STORED ROWS:
========================================
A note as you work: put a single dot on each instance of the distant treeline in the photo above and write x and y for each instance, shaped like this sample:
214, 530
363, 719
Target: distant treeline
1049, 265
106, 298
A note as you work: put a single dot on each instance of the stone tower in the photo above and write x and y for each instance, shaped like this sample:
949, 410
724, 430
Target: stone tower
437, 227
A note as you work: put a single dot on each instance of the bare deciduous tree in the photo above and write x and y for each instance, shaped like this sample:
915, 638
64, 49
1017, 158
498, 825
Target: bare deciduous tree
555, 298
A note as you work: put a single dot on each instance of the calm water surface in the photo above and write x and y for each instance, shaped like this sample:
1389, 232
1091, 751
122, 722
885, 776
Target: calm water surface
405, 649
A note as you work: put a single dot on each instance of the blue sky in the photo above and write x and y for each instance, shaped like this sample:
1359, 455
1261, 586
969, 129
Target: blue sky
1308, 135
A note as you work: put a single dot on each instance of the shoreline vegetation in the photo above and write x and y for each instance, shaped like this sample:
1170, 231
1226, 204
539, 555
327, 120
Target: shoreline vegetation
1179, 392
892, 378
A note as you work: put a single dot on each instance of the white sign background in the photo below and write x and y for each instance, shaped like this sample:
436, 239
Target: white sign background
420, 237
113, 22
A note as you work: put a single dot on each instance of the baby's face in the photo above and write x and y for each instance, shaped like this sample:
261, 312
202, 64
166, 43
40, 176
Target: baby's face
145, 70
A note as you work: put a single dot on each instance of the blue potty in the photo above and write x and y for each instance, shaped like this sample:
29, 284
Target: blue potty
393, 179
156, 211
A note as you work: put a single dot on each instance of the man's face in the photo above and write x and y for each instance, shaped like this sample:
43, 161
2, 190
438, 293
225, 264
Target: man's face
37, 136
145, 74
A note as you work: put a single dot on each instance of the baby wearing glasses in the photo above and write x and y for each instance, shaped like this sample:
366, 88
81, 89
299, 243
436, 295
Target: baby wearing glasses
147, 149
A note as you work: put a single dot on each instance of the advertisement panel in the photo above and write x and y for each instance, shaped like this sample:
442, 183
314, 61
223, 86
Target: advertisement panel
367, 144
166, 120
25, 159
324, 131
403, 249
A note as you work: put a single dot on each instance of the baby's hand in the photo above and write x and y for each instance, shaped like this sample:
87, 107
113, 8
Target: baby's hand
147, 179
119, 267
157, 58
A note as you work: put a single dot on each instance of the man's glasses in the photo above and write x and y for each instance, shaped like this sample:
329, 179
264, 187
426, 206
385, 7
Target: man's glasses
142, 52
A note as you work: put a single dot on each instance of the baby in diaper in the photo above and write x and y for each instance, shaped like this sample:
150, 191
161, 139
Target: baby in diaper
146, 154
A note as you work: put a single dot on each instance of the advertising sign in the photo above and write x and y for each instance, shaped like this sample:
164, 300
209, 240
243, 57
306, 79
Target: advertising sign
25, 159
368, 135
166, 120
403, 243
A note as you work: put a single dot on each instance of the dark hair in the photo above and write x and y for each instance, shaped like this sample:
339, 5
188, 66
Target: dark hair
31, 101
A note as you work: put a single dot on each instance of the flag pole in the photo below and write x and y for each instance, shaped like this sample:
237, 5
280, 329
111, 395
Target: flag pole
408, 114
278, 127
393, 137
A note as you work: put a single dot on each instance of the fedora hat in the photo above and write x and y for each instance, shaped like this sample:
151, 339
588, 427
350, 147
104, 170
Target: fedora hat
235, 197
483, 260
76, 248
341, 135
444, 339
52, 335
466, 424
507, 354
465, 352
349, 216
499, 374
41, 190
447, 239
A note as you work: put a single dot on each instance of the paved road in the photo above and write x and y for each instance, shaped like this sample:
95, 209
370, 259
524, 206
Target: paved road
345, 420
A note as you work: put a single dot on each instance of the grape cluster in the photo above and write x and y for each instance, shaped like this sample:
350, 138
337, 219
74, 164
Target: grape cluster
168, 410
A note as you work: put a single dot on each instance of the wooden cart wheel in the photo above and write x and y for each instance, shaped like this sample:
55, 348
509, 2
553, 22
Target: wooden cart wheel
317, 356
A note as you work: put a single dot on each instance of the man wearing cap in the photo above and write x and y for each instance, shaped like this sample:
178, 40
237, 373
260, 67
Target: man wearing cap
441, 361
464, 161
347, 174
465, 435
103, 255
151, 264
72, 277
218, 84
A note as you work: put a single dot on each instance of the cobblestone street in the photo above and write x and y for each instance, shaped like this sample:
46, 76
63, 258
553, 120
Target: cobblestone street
========================================
Reproduce each entry from the records above, character for character.

SOLUTION BELOW:
A note as you work: put a single dot on each instance of the distant treeline in the photo above and write x and y for each instance, shaped like this sample:
214, 530
363, 719
Target: distant treeline
1049, 265
106, 298
A note as you work: put a single dot on each instance of the stone tower in the photo above and write x and y for each instance, shaped like this sample:
949, 410
724, 430
Target: stone tower
437, 227
A note as you work: put a single dot on each instance of the bare deciduous tree in the photo above and write x and y for each instance, shaped like this sample:
915, 638
64, 49
1017, 158
498, 825
Target: bare deciduous tree
555, 298
A note as you work: put a single dot on each instance of the calm water surface in the photo above and write x and y for each instance, shaped like this sample:
1389, 232
1091, 751
122, 722
885, 776
Target: calm water surface
405, 649
A note as you work: put a single dot on each instance of the blue sky in the photo above and write x and y for each instance, shaped like this sample:
1359, 455
1261, 586
969, 129
Target: blue sky
1308, 135
A note as you work: put a single dot on each instance of the shoreline vegetation in the photo above and write x and y for each instance, shaped like this sample:
1170, 231
1226, 204
539, 555
327, 120
Target: shoreline vegetation
1179, 392
892, 378
A note as you work: put a single dot on each instance of the white sign background in the photo below and write x and y for each instance, shaped like this sample:
436, 239
Target: white sign background
420, 237
113, 22
A note as you work: put a single dot on each instance of the baby's face in the photo above and write x and y for each instance, shaped like this sample:
261, 312
202, 64
166, 43
40, 176
Target: baby's face
145, 70
A note as you work: put a single dot on each instance of the blue potty in the photo above and write x and y for each instance, shaped like this sample:
29, 284
Target: blue potty
393, 179
156, 211
A note as you work: put a single dot on each instance of the man's face in the photo above and write x and y for each instance, shaped like this sample:
43, 161
2, 190
438, 293
225, 264
Target: man's face
37, 136
145, 74
A note as you work: put a single dot on each instance of the baby wearing glasses in the photo above and write x and y for each instance, shaped like this sample:
366, 88
81, 89
299, 243
436, 295
Target: baby wearing glasses
147, 149
A note as you work: put a single dot on each instance of the advertisement panel in the photo above and write x and y for each instance, shaped like this sample:
442, 183
314, 61
223, 86
Target: advertisement panel
367, 144
166, 120
25, 159
324, 131
403, 249
A note as you work: put a single dot on each instance of the baby's hand in the photo above and write x and y for each instance, shaped like this sample:
87, 107
113, 8
Target: baby's hand
147, 179
119, 267
157, 58
A note as you work: put a single dot on each instance of the man's glasses in the photo above and write x and y for each instance, shaped like this sample:
329, 179
264, 187
426, 206
385, 7
Target: man's glasses
142, 52
A note as you work: put a single dot on each instance of the baby in diaper in the photo above and write x and y for each instance, shaped like this sample:
150, 191
161, 139
Target: baby in diaper
146, 154
A note as you work: put a single dot on each instance of the advertising sign in the photo above and write x and y for each instance, shaped like this sample:
164, 300
209, 240
243, 57
306, 79
Target: advertising sign
25, 159
368, 135
166, 120
403, 243
A note as you work: put a single dot on each instance of the dark hair in the photo above and write x and y for each instance, shaped like this sample:
339, 5
188, 66
Target: dark hair
31, 101
A note as you work: put a single dot on each instance of the flag pole in the photo below and write x and y for each instance, shaped like this sample:
237, 5
280, 329
111, 395
Target: flag pole
408, 114
278, 127
393, 137
A note as you work: put a single dot on each instance of the fedora hat in the photo above and write x and y for each instance, shaped like this sample:
151, 339
588, 427
350, 147
104, 170
Target: fedora hat
235, 197
483, 260
76, 248
341, 135
444, 339
52, 335
466, 424
507, 354
465, 352
349, 216
499, 374
41, 190
447, 239
A note as you work: put a single dot on each instance of the paved road in the photo above and write x and y for each instance, shaped like this sample:
95, 209
370, 259
524, 206
Target: paved road
345, 420
A note as you work: put a single dot on each instance of the grape cluster in the photo above and write x and y for each instance, shaped like this sample:
350, 138
337, 219
74, 164
Target: grape cluster
168, 410
A note as you work: put a single dot on each instance of the wooden cart wheel in the photo above and write x and y for each instance, shaped like this sample:
55, 348
509, 2
553, 22
Target: wooden cart wheel
317, 356
A note as you work: put a single dot on each instance of the man wearing cap in the photo above and write x and y for each instance, shaped like this sample:
178, 40
237, 373
260, 67
Target: man wearing cap
441, 361
464, 161
347, 174
465, 435
103, 255
151, 264
72, 277
218, 84
A note as you work: put a single dot on each instance of the cobblestone street in the photo above and write x and y for each instance, shaped like this sample:
46, 76
63, 258
553, 120
Target: cobblestone street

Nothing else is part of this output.